━━━━━ Document ━━━━━

UPDATE: Death Toll Rises in NYC, Northeast Slammed by Ida Remnants

It’s a nightmare scenario: a massive storm that wipes towns off the map, floods cities, knocks power out to millions,

Ida

It’s a nightmare scenario: a massive storm that wipes towns off the map, floods cities, knocks power out to millions, spawns deadly tornados, and cuts a swath right through the heart of the country. Except that this nightmare is real. Hurricane Ida made landfall on Sunday, August 29th, 2021, and slammed into Louisiana’s Gulf Coast. Just after landfall is usually the worst, but for many, the worst was yet to come. 

UPDATE 9/3/21

Death Toll Even Higher As People Survey Losses

In the Northeast the death toll from the remnants of Hurricane Ida has now risen to 48. In total, 61 deaths have been attributed to Ida across 8 states as of the publishing of this article. There have now been 9 confirmed tornados in New Jersey, Maryland, and Pennsylvania. 

President Biden spoke this week about the state of the country in Ida’s wake. The unimaginable destruction and loss is hard to grasp for many, and will be even harder to recover from. ABC reports, “President Joe Biden approved New York and New Jersey emergency declarations due to the storms and spoke on Ida’s damage in the Northeast Thursday afternoon, citing that New York recorded more rain Wednesday ‘than it usually sees the entire month of September.’

‘People were trapped in the subways. But the heroic men and women of the New York Fire Department rescued all of them. They were trapped,’ Biden said.

He said he’s made it clear to East Coast governors that the Federal Emergency Management Agency is ‘on the ground’ and ready to provide assistance.”

It will be a long road to recovery for many. Horror stories have come out of NYC of people drowning as their basement apartments filled too rapidly to evacuate, many bodies only found after the waters receded. Across New Jersey and Maryland, tornado damage has left dozens of homes destroyed. Weather of this magnitude simply doesn’t hit the Northeast that often; but it may become a regular thing as the planet warms rapidly.

━━━━━ Extracted entries ━━━━━

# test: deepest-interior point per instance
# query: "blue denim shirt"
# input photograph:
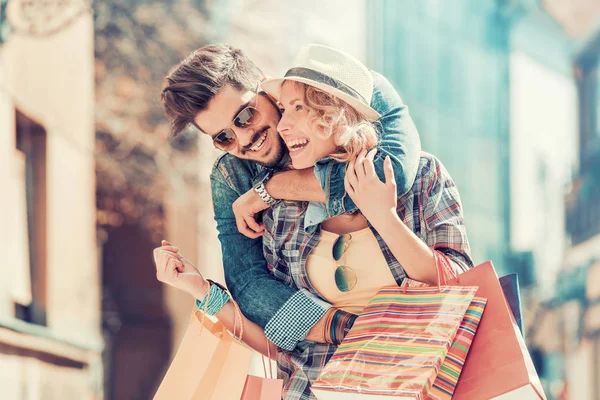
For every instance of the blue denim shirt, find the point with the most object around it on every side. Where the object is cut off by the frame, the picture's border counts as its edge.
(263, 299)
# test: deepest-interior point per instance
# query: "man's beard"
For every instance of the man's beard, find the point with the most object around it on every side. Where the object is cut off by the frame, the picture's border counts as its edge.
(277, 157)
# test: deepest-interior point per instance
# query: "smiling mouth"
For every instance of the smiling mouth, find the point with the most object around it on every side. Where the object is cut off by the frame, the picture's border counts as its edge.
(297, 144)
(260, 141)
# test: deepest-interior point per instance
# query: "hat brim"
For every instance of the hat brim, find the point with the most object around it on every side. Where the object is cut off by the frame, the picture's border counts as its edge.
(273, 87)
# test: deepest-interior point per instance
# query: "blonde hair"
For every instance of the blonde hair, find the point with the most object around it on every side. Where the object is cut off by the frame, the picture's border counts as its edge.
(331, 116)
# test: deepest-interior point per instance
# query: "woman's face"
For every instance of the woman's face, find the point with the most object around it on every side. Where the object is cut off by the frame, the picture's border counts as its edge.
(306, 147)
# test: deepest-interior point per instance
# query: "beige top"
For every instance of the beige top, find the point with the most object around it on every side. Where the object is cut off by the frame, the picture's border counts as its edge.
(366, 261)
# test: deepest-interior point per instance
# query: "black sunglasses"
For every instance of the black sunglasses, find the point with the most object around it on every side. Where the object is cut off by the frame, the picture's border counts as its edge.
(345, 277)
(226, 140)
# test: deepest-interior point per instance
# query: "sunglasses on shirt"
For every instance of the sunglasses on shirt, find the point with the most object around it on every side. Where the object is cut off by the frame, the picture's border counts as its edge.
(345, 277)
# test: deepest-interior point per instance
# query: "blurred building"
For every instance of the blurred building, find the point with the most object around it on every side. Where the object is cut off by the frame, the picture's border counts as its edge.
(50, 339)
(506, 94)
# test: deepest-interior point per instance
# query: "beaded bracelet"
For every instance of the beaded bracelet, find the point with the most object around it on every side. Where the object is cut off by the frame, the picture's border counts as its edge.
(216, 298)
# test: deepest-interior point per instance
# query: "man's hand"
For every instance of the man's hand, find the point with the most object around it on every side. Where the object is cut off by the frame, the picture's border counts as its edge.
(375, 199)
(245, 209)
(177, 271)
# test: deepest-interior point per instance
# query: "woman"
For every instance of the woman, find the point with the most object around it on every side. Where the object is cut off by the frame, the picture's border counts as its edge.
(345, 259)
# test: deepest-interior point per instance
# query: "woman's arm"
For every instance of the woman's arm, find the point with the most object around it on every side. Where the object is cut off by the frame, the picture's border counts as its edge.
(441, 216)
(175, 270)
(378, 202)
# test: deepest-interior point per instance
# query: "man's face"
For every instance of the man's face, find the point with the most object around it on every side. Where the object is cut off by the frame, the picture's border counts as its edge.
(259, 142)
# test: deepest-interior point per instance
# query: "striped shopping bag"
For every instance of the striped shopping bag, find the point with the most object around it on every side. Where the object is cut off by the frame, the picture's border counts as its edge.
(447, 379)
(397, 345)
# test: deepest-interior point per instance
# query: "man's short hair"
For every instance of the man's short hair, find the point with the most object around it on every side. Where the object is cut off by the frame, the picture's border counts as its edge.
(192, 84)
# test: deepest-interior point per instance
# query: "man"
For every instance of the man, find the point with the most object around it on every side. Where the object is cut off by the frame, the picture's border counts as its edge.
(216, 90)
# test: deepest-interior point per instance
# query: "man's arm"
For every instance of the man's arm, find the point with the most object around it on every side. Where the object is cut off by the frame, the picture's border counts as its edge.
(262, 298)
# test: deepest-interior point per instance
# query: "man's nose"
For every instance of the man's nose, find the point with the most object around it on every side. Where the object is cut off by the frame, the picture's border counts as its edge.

━━━━━

What you will do:
A) Reproduce the Hurricane Ida article word for word, from start to finish.
B) Please find every line in the entries that contains the string "beaded", matching case exactly, and copy each of those lines.
The article and the entries are unrelated to each other.

Expected results:
A)
UPDATE: Death Toll Rises in NYC, Northeast Slammed by Ida Remnants

It’s a nightmare scenario: a massive storm that wipes towns off the map, floods cities, knocks power out to millions,

Ida

It’s a nightmare scenario: a massive storm that wipes towns off the map, floods cities, knocks power out to millions, spawns deadly tornados, and cuts a swath right through the heart of the country. Except that this nightmare is real. Hurricane Ida made landfall on Sunday, August 29th, 2021, and slammed into Louisiana’s Gulf Coast. Just after landfall is usually the worst, but for many, the worst was yet to come. 

UPDATE 9/3/21

Death Toll Even Higher As People Survey Losses

In the Northeast the death toll from the remnants of Hurricane Ida has now risen to 48. In total, 61 deaths have been attributed to Ida across 8 states as of the publishing of this article. There have now been 9 confirmed tornados in New Jersey, Maryland, and Pennsylvania. 

President Biden spoke this week about the state of the country in Ida’s wake. The unimaginable destruction and loss is hard to grasp for many, and will be even harder to recover from. ABC reports, “President Joe Biden approved New York and New Jersey emergency declarations due to the storms and spoke on Ida’s damage in the Northeast Thursday afternoon, citing that New York recorded more rain Wednesday ‘than it usually sees the entire month of September.’

‘People were trapped in the subways. But the heroic men and women of the New York Fire Department rescued all of them. They were trapped,’ Biden said.

He said he’s made it clear to East Coast governors that the Federal Emergency Management Agency is ‘on the ground’ and ready to provide assistance.”

It will be a long road to recovery for many. Horror stories have come out of NYC of people drowning as their basement apartments filled too rapidly to evacuate, many bodies only found after the waters receded. Across New Jersey and Maryland, tornado damage has left dozens of homes destroyed. Weather of this magnitude simply doesn’t hit the Northeast that often; but it may become a regular thing as the planet warms rapidly.

B)
# query: "beaded bracelet"
For every instance of the beaded bracelet, find the point with the most object around it on every side. Where the object is cut off by the frame, the picture's border counts as its edge.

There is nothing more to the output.